待办事项:
1 – 按页面正文的说法,法院2016年10月14日作出的执行款分配方案,把利息、逾期利息和迟延履行期间的债务利息都算到哪一天?
2 – 把页面正文里的这句话翻成英文:"迟延履行期间的一般债务利息,根据生效法律文书确定的方法计算。"

页面正文:

:::::

本案中,原告认为不应当既计算逾期利息又计算迟延履行期间的加倍债务利息,且认为利息、逾期利息均应计算至拍卖成交之日止,之后不可再计算逾期利息等。被告某某银行的债权申报方案中申报的利息和逾期利息计算至2016年8月31日、迟延履行期间的加倍债务利息自2014年1月15日计算至2016年6月17日。本院于2016年10月14日作出的执行款分配方案中明确利息、逾期利息及迟延履行期间的债务利息均计算至拍卖成交日(即2016年6月17日),并予以优先受偿。对此法院认为,第一,迟延履行期间的加倍债务利息是法定的,其产生的基础是债务人不履行生效法律文书确定的金钱给付义务。作为法院主动实施的一种执行措施,具有惩戒和赔偿的性质,其目的在于督促被执行人及时履行义务,而不是弥补优先受偿权人的损失,故迟延履行期间的加倍债务利息不应当在抵押担保债权所确定的优先受偿的范围内。第二,根据2014年8月1日起施行的《最高人民法院关于执行程序中计算迟延履行期间的债务利息适用法律若干问题的解释》(以下简称《执行程序中计算债务利息的解释》)的规定,迟延履行期间的债务利息包括迟延履行期间的一般债务利息和加倍部分债务利息。迟延履行期间的一般债务利息,根据生效法律文书确定的方法计算。人民法院对被执行人财产拍卖、变卖或者以物抵债的,加倍部分债务利息计算至成交裁定或者抵债裁定生效之日。本解释施行前的迟延履行期间债务利息按照之前的规定计算,施行后的迟延履行期间债务利息按照本解释计算。故就本案中涉及的迟延履行期间的债务利息,其中2014年1月16日起至2014年7月31日,应按《中华人民共和国民事诉讼法》(以下简称《民事诉讼法》)关于迟延履行期间的债务利息的规定计算;2014年8月1日之后的一般债务利息,根据生效民事调解书计算,2014年8月1日起至成交裁定生效日止的加倍部分债务利息应按《执行程序中计算债务利息的解释》的规定计算。

 

综上,上海市浦东新区人民法院作出判决,认为(2013)浦执字第13512号执行款分配方案不当,应予撤销。一审判决后,原告某某公司、被告某某银行提出上诉。二审审理认为,一审判决认定事实清楚、证据充分,适用法律正确。判决驳回上诉,维持原判。

:::::

数据段:
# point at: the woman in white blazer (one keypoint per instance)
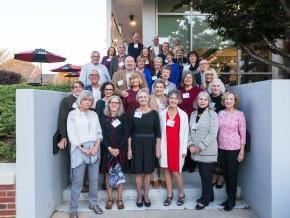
(174, 141)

:::::

参考答案:
1 – 都算到拍卖成交日,也就是2016年6月17日。

2 – General debt interest for the period of delayed performance is calculated by the method set out in the effective legal document.